● What is required
Please repeat the records from their start through the line containing "[[495, 0, 569, 123], [323, 147, 377, 226]]", replacing "Class of interest" with "Target class" and leaving everything else unchanged.
::: Items
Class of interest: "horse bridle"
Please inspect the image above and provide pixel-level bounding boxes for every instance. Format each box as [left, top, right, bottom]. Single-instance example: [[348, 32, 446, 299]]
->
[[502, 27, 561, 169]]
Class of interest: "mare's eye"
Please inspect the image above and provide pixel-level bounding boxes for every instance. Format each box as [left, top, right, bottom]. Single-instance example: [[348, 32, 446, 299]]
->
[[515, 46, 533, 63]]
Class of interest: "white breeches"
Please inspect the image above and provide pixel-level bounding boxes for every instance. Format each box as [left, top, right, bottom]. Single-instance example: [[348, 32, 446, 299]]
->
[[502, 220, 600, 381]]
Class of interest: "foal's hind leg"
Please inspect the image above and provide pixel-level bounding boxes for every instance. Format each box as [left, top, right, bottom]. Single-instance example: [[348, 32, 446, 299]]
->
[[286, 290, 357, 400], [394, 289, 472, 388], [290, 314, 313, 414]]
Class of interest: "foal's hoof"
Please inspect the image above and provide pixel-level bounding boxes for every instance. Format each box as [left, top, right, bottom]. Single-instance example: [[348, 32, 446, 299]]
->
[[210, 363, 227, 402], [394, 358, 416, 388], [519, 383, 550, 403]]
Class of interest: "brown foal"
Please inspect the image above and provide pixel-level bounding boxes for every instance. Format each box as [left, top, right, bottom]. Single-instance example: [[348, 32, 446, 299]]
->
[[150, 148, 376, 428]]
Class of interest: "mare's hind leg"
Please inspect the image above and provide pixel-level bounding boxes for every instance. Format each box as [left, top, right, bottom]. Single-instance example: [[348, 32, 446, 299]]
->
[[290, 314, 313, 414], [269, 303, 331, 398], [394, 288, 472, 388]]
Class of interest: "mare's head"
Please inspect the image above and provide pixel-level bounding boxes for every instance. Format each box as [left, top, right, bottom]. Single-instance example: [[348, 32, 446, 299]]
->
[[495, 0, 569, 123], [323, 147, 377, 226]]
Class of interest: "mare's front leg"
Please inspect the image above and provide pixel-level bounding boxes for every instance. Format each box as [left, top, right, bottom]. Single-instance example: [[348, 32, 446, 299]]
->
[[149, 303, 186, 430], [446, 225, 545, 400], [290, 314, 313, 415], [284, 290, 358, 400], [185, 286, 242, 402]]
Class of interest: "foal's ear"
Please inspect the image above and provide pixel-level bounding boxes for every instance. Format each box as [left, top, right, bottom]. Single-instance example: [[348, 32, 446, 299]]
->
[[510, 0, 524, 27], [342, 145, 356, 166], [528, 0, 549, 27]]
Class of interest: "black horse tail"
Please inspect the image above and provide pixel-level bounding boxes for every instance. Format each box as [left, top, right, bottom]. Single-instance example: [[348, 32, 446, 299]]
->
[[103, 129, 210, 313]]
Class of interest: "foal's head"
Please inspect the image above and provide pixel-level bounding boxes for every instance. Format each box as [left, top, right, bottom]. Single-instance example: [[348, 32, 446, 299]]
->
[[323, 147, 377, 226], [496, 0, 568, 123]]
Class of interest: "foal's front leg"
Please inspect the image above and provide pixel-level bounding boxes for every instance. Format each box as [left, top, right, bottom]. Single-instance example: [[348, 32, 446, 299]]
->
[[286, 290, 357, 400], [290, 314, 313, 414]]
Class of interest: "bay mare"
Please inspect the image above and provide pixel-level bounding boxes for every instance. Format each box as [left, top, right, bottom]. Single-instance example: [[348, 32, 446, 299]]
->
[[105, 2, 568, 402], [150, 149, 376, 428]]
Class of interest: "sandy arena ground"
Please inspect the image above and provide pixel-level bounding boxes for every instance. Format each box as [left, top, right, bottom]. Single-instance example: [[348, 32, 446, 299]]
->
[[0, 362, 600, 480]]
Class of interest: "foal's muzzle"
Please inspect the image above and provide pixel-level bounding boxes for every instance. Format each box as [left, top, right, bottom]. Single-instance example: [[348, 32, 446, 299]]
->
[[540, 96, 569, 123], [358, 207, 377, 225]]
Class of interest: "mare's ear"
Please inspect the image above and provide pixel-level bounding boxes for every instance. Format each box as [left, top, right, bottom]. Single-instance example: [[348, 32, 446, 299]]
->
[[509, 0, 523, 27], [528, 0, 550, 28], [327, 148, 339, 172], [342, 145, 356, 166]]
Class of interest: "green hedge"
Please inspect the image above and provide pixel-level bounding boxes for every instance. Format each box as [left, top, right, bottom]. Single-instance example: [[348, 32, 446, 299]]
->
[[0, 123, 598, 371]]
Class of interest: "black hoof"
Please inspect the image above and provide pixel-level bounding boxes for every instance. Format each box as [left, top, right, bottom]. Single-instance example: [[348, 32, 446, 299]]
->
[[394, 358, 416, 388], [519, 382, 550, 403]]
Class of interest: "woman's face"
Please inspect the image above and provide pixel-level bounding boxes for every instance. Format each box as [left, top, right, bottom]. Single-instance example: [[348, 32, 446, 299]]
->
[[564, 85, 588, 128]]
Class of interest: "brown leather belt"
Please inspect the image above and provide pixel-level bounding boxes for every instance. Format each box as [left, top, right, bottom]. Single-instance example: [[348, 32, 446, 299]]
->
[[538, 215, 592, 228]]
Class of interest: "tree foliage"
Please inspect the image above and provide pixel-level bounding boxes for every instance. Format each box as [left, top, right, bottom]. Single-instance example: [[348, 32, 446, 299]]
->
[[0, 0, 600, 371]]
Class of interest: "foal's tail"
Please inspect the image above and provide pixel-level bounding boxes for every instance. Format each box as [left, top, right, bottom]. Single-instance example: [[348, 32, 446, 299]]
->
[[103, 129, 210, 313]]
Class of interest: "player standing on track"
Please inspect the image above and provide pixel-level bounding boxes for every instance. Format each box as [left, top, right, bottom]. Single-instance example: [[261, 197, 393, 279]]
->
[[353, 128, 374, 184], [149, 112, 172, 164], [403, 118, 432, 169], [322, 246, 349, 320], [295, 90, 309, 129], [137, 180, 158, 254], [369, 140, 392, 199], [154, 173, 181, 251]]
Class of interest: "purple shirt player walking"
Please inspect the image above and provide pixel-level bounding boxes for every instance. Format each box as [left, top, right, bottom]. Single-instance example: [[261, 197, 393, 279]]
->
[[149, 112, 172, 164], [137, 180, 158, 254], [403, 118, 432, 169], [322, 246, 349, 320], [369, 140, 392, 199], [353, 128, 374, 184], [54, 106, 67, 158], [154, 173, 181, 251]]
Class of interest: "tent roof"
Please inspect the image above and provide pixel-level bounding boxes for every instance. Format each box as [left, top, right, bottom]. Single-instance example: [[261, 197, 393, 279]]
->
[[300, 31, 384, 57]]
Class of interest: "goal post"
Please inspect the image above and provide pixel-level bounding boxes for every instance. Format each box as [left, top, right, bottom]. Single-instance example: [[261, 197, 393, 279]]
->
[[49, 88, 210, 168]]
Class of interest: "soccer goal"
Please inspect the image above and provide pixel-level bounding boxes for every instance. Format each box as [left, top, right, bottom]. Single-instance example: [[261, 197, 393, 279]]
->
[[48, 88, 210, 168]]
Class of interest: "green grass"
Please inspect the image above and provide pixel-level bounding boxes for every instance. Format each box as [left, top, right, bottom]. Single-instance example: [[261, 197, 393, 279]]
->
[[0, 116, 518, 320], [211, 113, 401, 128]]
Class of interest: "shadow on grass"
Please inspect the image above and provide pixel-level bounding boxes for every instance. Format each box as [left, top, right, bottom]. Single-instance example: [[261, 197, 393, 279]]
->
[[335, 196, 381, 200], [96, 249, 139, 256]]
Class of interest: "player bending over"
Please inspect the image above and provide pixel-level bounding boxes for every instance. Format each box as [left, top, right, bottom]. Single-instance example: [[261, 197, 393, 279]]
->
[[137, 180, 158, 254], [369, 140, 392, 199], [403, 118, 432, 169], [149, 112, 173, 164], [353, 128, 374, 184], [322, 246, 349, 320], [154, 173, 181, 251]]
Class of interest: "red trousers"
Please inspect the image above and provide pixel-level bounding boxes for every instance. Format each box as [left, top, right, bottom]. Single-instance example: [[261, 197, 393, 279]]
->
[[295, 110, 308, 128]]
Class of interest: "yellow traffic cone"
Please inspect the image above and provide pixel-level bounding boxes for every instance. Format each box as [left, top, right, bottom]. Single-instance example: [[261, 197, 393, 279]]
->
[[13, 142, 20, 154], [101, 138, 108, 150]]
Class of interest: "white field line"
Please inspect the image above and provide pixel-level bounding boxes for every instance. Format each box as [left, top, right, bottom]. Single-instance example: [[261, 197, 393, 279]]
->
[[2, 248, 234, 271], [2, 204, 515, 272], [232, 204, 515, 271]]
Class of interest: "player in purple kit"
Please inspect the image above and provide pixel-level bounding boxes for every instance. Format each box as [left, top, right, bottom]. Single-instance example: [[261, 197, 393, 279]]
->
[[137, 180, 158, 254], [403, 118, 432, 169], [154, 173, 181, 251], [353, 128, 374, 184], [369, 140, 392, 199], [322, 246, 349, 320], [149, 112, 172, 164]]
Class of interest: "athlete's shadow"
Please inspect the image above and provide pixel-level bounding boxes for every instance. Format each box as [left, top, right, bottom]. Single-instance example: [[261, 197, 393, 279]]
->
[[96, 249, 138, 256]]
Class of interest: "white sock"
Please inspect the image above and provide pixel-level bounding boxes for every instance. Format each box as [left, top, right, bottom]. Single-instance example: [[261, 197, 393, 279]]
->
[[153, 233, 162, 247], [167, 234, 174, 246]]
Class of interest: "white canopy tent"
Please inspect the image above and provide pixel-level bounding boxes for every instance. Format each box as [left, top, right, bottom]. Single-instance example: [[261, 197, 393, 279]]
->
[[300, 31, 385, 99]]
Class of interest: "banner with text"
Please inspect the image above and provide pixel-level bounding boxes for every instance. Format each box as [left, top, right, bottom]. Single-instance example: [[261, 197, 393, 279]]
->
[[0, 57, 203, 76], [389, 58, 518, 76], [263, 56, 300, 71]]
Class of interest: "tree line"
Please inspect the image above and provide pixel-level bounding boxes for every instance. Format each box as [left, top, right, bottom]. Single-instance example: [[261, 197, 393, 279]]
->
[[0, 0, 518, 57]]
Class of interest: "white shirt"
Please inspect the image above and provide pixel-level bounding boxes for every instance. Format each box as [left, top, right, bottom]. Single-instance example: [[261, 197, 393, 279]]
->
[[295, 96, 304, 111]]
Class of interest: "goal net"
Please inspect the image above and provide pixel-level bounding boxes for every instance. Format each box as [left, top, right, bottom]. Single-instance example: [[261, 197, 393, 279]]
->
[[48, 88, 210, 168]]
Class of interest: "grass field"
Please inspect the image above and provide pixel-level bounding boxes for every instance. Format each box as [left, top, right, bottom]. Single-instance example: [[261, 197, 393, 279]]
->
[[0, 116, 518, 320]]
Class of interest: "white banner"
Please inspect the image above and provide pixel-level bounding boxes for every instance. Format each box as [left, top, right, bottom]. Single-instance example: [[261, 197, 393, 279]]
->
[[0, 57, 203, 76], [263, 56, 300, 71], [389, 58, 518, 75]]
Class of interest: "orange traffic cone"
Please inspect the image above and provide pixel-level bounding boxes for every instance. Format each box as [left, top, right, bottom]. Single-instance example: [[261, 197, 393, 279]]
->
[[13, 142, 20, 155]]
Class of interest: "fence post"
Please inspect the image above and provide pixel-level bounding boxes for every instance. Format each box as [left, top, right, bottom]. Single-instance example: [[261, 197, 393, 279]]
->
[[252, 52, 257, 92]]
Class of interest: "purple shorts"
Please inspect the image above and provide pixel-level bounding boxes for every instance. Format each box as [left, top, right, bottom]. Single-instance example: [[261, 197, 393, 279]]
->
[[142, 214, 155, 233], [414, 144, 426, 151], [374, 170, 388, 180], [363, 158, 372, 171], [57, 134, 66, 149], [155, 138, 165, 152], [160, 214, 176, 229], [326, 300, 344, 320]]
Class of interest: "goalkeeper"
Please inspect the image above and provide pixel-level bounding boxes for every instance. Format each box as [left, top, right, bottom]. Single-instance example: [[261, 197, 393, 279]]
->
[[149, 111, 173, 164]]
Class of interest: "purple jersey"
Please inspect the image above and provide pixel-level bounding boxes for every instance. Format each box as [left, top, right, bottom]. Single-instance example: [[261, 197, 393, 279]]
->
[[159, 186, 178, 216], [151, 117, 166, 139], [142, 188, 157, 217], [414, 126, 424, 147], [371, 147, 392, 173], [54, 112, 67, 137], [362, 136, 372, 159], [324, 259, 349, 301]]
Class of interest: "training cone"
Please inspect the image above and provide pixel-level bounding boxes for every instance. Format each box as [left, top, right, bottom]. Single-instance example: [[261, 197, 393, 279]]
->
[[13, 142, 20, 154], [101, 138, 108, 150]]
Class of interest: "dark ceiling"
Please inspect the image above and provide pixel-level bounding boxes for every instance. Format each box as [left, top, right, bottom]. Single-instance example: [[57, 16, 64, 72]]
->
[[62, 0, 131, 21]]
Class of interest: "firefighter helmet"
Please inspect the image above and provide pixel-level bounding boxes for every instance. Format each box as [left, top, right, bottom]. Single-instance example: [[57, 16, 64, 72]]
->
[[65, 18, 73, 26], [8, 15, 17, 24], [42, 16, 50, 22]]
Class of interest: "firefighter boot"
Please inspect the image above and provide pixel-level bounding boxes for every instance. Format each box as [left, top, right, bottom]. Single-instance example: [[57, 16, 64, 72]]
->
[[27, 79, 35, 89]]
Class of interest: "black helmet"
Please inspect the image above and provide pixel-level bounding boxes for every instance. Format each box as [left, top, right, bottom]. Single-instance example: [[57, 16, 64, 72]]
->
::::::
● Reply
Target class: "horse bridle"
Please inspect the image above and provide pixel-level bounding boxes for every instance. Format each box as [left, top, right, bottom]. Single-instance example: [[348, 32, 446, 299]]
->
[[502, 27, 561, 169]]
Target class: "mare's eye"
Please inspect the image above and provide pixel-level bounding boxes for every instance. Format each box as [left, top, right, bottom]. Single-instance example: [[348, 32, 446, 299]]
->
[[515, 46, 533, 63]]
Target class: "white breeches"
Please inspect the image above and provide pixel-level bounding boxes for every instance. Format each box as [left, top, right, bottom]. Single-instance example: [[348, 32, 446, 299]]
->
[[502, 220, 600, 381]]
Target class: "foal's hind leg"
Please inspect the image above and provide pixel-level bounding boxes for every instance. Format each box as [left, top, right, bottom]. Single-instance example: [[348, 32, 446, 299]]
->
[[286, 290, 357, 400], [394, 289, 472, 388], [290, 314, 313, 414]]
Target class: "foal's hoof"
Please inspect the image above and provide pixel-level bounding boxes for every instance. Format each box as [left, top, right, bottom]. Single-instance example: [[348, 32, 446, 299]]
->
[[210, 363, 227, 402], [394, 358, 416, 388], [519, 383, 550, 403]]
Target class: "brown foal"
Please inspect the image above and provide pixel-level bounding boxes for every instance. Format each box as [left, top, right, bottom]. Single-instance example: [[348, 32, 446, 299]]
->
[[150, 148, 376, 428]]
Target class: "mare's hind leg"
Please inspect the image above and provide pixel-level bounding boxes for every instance. Format each box as [left, top, right, bottom]. Single-instance example: [[348, 32, 446, 299]]
->
[[290, 314, 313, 414], [269, 303, 331, 398], [394, 288, 472, 388]]
Target class: "mare's head"
Please inspect the image above and provide pixel-level bounding boxes for every instance. Format each box as [left, top, right, bottom]. Single-instance example: [[348, 32, 446, 299]]
->
[[495, 0, 569, 123], [323, 147, 377, 226]]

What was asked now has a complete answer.